------ AVAILABLE RECORDS ------

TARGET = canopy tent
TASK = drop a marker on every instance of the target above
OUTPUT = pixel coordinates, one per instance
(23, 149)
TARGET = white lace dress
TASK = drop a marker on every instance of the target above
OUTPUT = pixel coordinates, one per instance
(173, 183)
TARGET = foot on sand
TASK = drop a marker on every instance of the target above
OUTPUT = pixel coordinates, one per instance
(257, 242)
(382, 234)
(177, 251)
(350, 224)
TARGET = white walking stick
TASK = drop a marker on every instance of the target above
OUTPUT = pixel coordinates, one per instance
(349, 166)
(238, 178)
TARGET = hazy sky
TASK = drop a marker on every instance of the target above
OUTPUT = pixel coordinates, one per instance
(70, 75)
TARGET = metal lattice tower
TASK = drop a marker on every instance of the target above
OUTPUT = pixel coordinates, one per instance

------

| EXERCISE BRIEF |
Say only how many lines among the entries above contain the string "white".

| SOLUTION TO THIS TASK |
2